• [Набор заданий]
A. Продублируйте часть фрагмента о поэзии Слуцкого, начиная со слов «А вот после» и заканчивая словами «все, что хочешь.».
B. Допишите следующую часть фрагмента о стихах Слуцкого, продолжив его после последней приведенной строки.

Большой поэт приходит не только со своим пониманием того, что такое поэзия, но и – что такое стихи. Конечно, общекультурные тенденции влияют на это понимание, однако не определяют его.
Когда Толстой, чрезвычайно важный для Слуцкого писатель («От Толстого происхожу, ото Льва, через деда…», «Народ, прочитавший Толстого…», «И воевали тоже по Толстому…»), сомневался в самой возможности существования стихов – как это: идти за плугом и при этом пританцовывать?! – он не думал о возможности появления другой стихотворной эстетики. Такой, как у Слуцкого. Без пританцовывания.
Слуцкий именно идет за плугом, поднимая те пласты народной жизни, которые во времена Толстого считались исключительно объектом эпической прозы. Он не думает об изяществе, очевидно, уповая на то, что красив сам процесс тяжелой работы, если она выполняется добросовестно и сноровисто.
На этом пути много потерь, но есть и бесценные приобретения. «Шепот, робкое дыханье» практически отсутствуют, а вот «трели соловья» получают даже неожиданное звучание:
И военной птицей стал не сокол
и не черный ворон, не орел –
соловей, который трели цокал
и колена вел.
Вел, и слушали его живые,
и к погибшим залетал во сны.
Заглушив оркестры духовые,
стал он главной музыкой войны.
А вот после войны исчез:
В щелях, в окопах выжил человек,
зверье в своих берлогах уцелело,
а птицы все ушли куда-то вверх,
куда-то вправо и куда-то влево.
Подобные наблюдения-свидетельства составляют значительную часть стихов Слуцкого. И зачастую они куда более, чем процитированные, существенны для понимания произошедшего со страной и людьми:
Странная была свобода:
делай все, что хочешь,
говори, пиши, печатай
все, что хочешь.
Но хотеть того, что хочешь,
было невозможно.
Надо было жаждать
только то, что надо.
‹…›
Лишь котлеты дорого ценились
без гарнира
и особенно с гарниром.
Легче было
победить, чем пообедать.

• [Исследуемые данные]
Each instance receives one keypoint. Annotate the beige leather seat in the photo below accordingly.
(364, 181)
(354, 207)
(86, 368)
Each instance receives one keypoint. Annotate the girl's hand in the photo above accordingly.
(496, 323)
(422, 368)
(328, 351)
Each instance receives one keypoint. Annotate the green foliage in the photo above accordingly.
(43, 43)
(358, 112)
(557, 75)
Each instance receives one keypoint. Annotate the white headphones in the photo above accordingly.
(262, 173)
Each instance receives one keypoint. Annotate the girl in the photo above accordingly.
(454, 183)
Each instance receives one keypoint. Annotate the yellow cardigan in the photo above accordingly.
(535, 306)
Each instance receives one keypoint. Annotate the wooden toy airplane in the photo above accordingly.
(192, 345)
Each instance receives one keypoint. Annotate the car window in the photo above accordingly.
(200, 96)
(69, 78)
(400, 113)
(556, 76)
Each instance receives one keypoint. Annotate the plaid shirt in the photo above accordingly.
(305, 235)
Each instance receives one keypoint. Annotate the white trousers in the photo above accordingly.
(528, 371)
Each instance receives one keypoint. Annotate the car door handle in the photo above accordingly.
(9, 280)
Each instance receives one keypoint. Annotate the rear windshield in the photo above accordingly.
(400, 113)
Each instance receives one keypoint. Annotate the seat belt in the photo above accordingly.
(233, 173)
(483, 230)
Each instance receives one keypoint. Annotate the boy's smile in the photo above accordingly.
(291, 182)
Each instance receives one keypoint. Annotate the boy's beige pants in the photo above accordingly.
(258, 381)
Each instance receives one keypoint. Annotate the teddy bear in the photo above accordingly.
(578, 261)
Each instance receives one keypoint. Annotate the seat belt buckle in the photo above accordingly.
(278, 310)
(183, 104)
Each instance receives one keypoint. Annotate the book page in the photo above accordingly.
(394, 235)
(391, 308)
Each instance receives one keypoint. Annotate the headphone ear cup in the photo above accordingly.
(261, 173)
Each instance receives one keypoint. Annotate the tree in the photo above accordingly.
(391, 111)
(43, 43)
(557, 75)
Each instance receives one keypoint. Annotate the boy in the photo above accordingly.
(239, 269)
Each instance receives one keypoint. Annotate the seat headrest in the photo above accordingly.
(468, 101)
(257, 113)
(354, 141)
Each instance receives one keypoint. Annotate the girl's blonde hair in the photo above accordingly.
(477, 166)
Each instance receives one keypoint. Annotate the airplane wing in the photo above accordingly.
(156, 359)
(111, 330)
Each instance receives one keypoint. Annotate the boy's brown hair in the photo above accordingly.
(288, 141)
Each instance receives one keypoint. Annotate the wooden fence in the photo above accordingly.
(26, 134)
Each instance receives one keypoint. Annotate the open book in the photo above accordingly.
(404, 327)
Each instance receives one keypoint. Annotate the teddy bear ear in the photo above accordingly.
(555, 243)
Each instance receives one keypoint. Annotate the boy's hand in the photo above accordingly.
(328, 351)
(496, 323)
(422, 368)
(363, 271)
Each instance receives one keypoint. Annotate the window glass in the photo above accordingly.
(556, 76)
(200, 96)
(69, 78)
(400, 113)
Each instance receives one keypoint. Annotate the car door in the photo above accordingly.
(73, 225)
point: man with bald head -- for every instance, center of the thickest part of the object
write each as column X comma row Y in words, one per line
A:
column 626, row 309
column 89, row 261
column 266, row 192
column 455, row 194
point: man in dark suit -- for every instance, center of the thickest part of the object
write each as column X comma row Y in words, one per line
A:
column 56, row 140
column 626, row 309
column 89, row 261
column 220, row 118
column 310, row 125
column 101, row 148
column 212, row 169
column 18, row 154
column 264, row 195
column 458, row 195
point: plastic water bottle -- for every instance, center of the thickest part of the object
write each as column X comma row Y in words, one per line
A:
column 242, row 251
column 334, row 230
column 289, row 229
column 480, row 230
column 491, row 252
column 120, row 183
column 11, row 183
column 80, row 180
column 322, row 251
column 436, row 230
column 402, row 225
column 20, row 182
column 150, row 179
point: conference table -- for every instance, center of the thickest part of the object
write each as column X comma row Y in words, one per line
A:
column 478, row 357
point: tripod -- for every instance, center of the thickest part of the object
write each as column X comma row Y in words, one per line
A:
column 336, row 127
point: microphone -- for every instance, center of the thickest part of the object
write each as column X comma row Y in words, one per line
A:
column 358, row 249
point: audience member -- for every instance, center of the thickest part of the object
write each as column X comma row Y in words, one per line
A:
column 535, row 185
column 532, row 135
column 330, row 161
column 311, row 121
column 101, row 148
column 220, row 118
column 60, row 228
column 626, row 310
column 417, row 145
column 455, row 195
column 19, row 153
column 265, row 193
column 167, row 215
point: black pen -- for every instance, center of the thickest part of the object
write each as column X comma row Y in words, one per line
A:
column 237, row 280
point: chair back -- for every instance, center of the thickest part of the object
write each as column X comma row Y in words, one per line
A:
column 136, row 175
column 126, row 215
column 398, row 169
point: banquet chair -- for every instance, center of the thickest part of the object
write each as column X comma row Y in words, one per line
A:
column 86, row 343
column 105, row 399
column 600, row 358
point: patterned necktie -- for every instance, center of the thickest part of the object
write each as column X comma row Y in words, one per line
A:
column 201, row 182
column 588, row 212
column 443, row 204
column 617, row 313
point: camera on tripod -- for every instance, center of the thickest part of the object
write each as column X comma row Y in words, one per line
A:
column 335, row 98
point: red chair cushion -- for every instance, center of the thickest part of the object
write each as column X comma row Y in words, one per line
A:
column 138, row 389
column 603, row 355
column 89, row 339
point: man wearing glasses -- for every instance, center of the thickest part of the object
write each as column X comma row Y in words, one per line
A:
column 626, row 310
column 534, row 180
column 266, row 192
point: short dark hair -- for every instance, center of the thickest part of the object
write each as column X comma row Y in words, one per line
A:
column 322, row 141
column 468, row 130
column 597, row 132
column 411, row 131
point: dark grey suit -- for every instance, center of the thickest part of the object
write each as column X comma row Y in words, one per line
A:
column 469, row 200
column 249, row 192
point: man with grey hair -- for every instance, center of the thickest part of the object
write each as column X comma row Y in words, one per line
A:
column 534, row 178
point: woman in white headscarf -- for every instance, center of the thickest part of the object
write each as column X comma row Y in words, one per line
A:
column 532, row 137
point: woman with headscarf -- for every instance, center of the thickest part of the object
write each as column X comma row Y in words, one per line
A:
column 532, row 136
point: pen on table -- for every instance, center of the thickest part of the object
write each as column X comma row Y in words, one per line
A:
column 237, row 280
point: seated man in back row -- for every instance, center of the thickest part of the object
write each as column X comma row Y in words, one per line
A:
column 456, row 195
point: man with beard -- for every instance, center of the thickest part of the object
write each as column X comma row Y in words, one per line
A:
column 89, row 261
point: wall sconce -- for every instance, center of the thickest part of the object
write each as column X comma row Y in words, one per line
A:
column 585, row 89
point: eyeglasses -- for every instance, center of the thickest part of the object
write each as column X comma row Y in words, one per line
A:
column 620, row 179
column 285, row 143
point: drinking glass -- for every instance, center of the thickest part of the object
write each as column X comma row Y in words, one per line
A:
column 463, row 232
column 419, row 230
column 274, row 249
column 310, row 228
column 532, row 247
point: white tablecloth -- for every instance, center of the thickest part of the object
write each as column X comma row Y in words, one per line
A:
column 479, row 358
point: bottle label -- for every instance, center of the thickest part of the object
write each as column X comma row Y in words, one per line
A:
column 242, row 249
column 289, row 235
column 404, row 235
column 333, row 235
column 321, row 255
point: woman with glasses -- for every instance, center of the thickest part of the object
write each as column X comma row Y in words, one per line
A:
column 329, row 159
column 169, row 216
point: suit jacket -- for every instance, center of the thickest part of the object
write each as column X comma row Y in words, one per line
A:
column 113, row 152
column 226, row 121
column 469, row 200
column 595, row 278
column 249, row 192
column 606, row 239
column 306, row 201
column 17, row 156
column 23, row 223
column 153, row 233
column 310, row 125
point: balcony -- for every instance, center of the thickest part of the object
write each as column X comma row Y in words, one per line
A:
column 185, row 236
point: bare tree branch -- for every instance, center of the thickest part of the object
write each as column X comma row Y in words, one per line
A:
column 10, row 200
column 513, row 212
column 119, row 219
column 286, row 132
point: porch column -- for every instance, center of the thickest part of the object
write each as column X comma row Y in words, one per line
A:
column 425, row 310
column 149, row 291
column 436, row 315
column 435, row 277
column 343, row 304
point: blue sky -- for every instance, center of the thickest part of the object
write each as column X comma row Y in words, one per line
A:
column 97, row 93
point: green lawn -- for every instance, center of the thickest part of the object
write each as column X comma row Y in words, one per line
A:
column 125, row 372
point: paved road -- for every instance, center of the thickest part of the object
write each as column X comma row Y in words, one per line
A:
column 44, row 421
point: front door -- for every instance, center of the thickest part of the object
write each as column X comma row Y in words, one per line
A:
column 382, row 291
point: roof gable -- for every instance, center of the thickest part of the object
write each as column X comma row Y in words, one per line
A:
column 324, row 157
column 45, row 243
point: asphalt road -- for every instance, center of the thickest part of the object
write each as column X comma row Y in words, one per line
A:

• [Ответы по заданиям]
A.
А вот после войны исчез:
В щелях, в окопах выжил человек,
зверье в своих берлогах уцелело,
а птицы все ушли куда-то вверх,
куда-то вправо и куда-то влево.
Подобные наблюдения-свидетельства составляют значительную часть стихов Слуцкого. И зачастую они куда более, чем процитированные, существенны для понимания произошедшего со страной и людьми:
Странная была свобода:
делай все, что хочешь,
говори, пиши, печатай
все, что хочешь.

B.
Победитель гитлеровских полчищ
и рубля не получил на водку,
хоть освободил полмира.
В своих стихах Слуцкий исповедовался скорее не Богу, а народу, своим гипотетическим читателям. Такая исповедь не предполагает причастия. По крайней мере, в двадцатом веке.
Не это ли привело к трагедии Слуцкого – его восьмилетней медицинской депрессии, основным симптомом которой было категорическое нежелание участвовать в литературном процессе и даже разговаривать с людьми на любые не бытовые темы?
В одном из последних стихотворений, написанных перед самой болезнью, Слуцкий, отвечая на поставленный самому себе вопрос «А чем теперь мне стать бы?», говорит:
…словом, оборотом,
исполненным огня,
излюбленным народом,
забывшим про меня…
Борис Абрамович по поводу отношения своего исповедника к себе отнюдь не обольщался. Какое уж тут могло быть причастие!
Конечно, одной из главных причин болезни Слуцкого стала смерть самого близкого ему человека – жены Тани:
Жена умирала и умерла –
в последний раз на меня поглядела, –
и стали надолго мои дела,
до них мне больше не было дела.
И все же его уход из литературной и общественной жизни нельзя объяснить только этой невосполнимой утратой.
Он не хотел и не мог проживать нашу новейшую историю, которую предвидел и в которой не находил места ни для себя, ни для поэзии вообще, как он ее понимал:
Наш номер снят уже с афиш.
Хранители этого дара
дарителям вернули дар.
И – еще страшнее и определеннее:
Раньше думал, что мне места нету
в этой долговечной, как планета,
эре!
Ей во мне отныне места нет.
Следующая, новая эпоха
топчется у входа.
В ней мне точно так же будет плохо.
А основные составляющие поэтического дара Слуцкого – скрупулезная честность перед собой и больная совесть – оказались как ни странно необходимыми условиями его болезни. Он не мог позволить себе не осознавать происходящего и забыть о том, что мучило:
Где-то струсил. И этот случай,
Как его там ни назови,
Солью самою злой, колючей
Оседает в моей крови.
Солит мысли мои, поступки,
Вместе, рядом ест и пьет.
И подрагивает, и постукивает,
И покоя мне не дает.
Это, несомненно, об истории с Пастернаком.
Кстати, еще один поэт фронтового поколения Александр Межиров говорил, что, уверен, сам тогда поступил трусливее Слуцкого: чтобы только не оказаться на том собрании, где уничтожали Пастернака, улетел в Тбилиси, а оттуда на такси уехал в Ереван – дабы наверняка не нашли. Словом, нельзя судить одно время с позиций другого.